**Requirement**
Leaving out the pictures, print exactly the lines from the one holding "Need: a point on every instance of the tiled" to the last line of the entries below, both included, and nothing more.

(Saved entries)

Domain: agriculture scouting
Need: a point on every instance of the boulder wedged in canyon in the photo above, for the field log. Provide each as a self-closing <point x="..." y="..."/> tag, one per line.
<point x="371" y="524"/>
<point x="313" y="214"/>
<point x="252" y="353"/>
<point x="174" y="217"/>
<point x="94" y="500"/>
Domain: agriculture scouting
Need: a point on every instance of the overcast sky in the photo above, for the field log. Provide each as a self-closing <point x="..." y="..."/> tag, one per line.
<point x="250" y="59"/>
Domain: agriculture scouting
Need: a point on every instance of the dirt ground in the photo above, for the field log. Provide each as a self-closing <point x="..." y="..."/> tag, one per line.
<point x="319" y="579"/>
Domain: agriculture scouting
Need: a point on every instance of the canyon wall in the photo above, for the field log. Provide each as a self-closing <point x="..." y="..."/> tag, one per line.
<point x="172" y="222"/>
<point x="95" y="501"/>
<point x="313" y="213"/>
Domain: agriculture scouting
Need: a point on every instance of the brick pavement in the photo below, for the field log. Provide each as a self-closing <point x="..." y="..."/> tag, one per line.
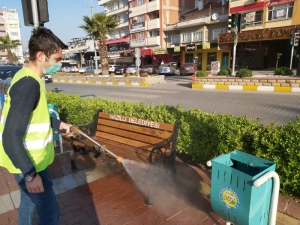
<point x="115" y="199"/>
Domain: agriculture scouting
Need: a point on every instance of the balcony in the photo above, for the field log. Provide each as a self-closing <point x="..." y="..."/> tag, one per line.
<point x="195" y="22"/>
<point x="153" y="24"/>
<point x="153" y="41"/>
<point x="102" y="2"/>
<point x="122" y="24"/>
<point x="145" y="8"/>
<point x="117" y="11"/>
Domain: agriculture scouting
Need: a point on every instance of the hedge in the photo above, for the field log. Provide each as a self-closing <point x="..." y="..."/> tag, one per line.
<point x="203" y="136"/>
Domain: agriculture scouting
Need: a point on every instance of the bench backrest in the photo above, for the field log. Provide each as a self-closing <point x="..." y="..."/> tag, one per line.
<point x="139" y="133"/>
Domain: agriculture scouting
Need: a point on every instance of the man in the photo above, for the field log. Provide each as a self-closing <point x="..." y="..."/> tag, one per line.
<point x="26" y="146"/>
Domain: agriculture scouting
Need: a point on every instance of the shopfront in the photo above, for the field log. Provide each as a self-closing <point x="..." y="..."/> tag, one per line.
<point x="203" y="54"/>
<point x="257" y="49"/>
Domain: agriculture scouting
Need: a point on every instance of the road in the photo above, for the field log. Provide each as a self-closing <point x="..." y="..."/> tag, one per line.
<point x="268" y="106"/>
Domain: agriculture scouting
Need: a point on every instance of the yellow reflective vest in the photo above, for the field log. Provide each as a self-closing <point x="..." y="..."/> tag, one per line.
<point x="38" y="137"/>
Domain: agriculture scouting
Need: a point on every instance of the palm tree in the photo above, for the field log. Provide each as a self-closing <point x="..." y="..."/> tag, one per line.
<point x="7" y="44"/>
<point x="98" y="26"/>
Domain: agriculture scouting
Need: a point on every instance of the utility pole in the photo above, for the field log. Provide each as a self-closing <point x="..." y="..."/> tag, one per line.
<point x="94" y="42"/>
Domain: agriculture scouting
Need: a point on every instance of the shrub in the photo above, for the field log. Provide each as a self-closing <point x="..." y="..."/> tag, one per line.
<point x="201" y="73"/>
<point x="285" y="71"/>
<point x="144" y="75"/>
<point x="223" y="72"/>
<point x="244" y="73"/>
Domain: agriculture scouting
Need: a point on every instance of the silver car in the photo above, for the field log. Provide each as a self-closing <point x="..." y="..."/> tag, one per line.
<point x="166" y="69"/>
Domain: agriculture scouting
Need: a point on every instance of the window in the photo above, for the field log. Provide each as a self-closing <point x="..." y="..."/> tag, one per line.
<point x="12" y="25"/>
<point x="141" y="18"/>
<point x="141" y="34"/>
<point x="280" y="11"/>
<point x="186" y="37"/>
<point x="14" y="33"/>
<point x="153" y="33"/>
<point x="252" y="18"/>
<point x="217" y="32"/>
<point x="175" y="40"/>
<point x="197" y="36"/>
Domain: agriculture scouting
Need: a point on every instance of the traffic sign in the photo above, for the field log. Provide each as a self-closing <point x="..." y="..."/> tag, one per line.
<point x="138" y="62"/>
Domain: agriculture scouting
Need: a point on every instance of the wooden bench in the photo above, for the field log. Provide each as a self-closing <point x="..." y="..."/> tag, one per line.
<point x="131" y="138"/>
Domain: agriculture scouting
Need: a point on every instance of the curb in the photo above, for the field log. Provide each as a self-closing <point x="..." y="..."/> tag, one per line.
<point x="246" y="88"/>
<point x="143" y="84"/>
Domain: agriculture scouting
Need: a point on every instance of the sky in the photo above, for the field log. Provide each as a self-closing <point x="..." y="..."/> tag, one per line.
<point x="64" y="18"/>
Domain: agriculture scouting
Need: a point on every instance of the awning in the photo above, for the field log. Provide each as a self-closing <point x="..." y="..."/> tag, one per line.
<point x="146" y="51"/>
<point x="119" y="40"/>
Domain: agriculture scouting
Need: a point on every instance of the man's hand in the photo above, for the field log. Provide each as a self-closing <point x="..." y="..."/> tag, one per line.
<point x="36" y="186"/>
<point x="65" y="126"/>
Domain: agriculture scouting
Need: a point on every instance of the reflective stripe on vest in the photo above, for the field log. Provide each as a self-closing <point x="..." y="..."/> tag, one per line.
<point x="38" y="136"/>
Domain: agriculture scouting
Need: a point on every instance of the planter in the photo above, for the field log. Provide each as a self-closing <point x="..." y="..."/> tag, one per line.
<point x="269" y="83"/>
<point x="110" y="80"/>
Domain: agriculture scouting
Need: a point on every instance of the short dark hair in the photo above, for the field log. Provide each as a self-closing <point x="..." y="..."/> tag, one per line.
<point x="43" y="39"/>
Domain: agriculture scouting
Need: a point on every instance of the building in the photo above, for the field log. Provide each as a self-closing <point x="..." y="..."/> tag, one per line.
<point x="118" y="42"/>
<point x="194" y="37"/>
<point x="9" y="24"/>
<point x="267" y="29"/>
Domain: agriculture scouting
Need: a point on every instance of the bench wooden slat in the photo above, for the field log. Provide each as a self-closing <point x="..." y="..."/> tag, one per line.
<point x="162" y="126"/>
<point x="127" y="141"/>
<point x="129" y="135"/>
<point x="134" y="128"/>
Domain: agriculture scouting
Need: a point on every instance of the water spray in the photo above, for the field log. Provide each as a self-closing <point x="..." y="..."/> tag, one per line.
<point x="77" y="131"/>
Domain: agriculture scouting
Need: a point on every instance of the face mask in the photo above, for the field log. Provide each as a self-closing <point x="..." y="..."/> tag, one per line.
<point x="54" y="68"/>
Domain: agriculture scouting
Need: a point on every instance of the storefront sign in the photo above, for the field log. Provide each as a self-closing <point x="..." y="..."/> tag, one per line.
<point x="137" y="27"/>
<point x="146" y="52"/>
<point x="157" y="51"/>
<point x="250" y="17"/>
<point x="206" y="45"/>
<point x="248" y="7"/>
<point x="137" y="42"/>
<point x="126" y="54"/>
<point x="177" y="49"/>
<point x="190" y="47"/>
<point x="277" y="2"/>
<point x="258" y="35"/>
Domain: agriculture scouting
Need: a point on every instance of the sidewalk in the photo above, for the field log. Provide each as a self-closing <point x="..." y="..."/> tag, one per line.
<point x="101" y="192"/>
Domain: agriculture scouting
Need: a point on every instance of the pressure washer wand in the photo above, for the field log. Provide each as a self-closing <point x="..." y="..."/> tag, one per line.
<point x="76" y="130"/>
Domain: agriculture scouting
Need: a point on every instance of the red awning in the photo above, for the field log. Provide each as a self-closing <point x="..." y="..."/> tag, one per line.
<point x="146" y="51"/>
<point x="119" y="40"/>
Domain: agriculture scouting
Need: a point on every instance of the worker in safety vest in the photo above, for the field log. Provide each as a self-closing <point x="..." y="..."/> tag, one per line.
<point x="26" y="145"/>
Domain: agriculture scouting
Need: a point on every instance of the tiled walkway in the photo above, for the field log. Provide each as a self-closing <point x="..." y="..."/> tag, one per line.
<point x="102" y="192"/>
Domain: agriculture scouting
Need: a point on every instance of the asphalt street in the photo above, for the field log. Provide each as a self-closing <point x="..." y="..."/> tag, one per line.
<point x="267" y="106"/>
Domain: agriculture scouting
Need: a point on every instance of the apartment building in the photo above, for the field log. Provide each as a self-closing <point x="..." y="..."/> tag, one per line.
<point x="118" y="42"/>
<point x="194" y="37"/>
<point x="268" y="25"/>
<point x="147" y="18"/>
<point x="9" y="24"/>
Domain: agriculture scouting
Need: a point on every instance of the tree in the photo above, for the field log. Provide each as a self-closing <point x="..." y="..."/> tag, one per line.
<point x="7" y="44"/>
<point x="98" y="26"/>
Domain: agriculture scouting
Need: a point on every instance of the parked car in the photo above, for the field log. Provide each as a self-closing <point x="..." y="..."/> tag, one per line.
<point x="8" y="71"/>
<point x="82" y="69"/>
<point x="74" y="69"/>
<point x="166" y="69"/>
<point x="150" y="69"/>
<point x="187" y="69"/>
<point x="111" y="68"/>
<point x="48" y="79"/>
<point x="119" y="70"/>
<point x="131" y="69"/>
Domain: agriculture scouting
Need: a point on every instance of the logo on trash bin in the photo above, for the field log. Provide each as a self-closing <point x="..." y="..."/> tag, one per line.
<point x="229" y="198"/>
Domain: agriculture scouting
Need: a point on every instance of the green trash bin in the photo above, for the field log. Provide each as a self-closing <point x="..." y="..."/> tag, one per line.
<point x="233" y="195"/>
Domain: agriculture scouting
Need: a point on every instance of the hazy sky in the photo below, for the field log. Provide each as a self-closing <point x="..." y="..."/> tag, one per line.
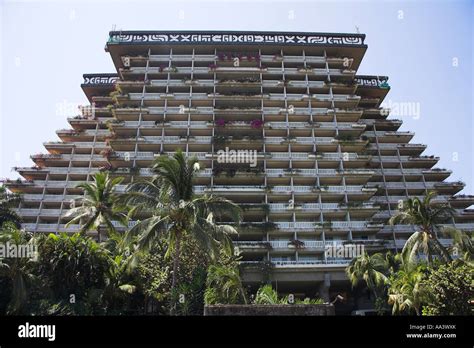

**Answer section**
Need: a point on every instance of the tiled walkway in the photo above, for the field log. Provide each as a self-closing <point x="..." y="..."/> tag, one per line.
<point x="102" y="192"/>
Domain: agriculture scouting
Need: a point on every instance of the asphalt street in the photo above, for the field log. Provide each as a self-closing <point x="..." y="..."/> tag, one per line.
<point x="267" y="106"/>
Domain: agriculture scouting
Need: a point on every instance of the apartment building in the photo above, for the field log. Provide each as a self-closing <point x="..." y="..."/> tag, one per line.
<point x="118" y="42"/>
<point x="194" y="37"/>
<point x="268" y="25"/>
<point x="147" y="18"/>
<point x="9" y="24"/>
Domain: agriculture scouting
Need: a point on every instance of the tree in the photo above, for the field log. Provide each as a self-closing <point x="..." y="..."/> tag, one per line.
<point x="7" y="44"/>
<point x="98" y="26"/>
Domain: agriculture scouting
Need: a point on every instance of the parked car in the photo above, for the field log. Provide each as a self-closing <point x="..." y="..."/> tag, one per line.
<point x="8" y="71"/>
<point x="82" y="69"/>
<point x="74" y="69"/>
<point x="166" y="69"/>
<point x="150" y="69"/>
<point x="187" y="69"/>
<point x="111" y="68"/>
<point x="48" y="79"/>
<point x="119" y="70"/>
<point x="131" y="69"/>
Domain: agriculture scouting
Need: a point on every instance of the logo on trash bin in the photo above, for the field log. Provide each as a self-closing <point x="..." y="..."/> tag, one per line.
<point x="229" y="198"/>
Domain: agriculture scouting
Need: a point on every instance of the green trash bin in the photo above, for the field log. Provide each as a self-closing <point x="..." y="..."/> tag, one per line.
<point x="233" y="195"/>
Domain: agriculture scouting
Need: a point on every instance of the hazy sky in the photo below, for the field log. Provide each as a self-closing <point x="..." y="..."/> tag, one per line.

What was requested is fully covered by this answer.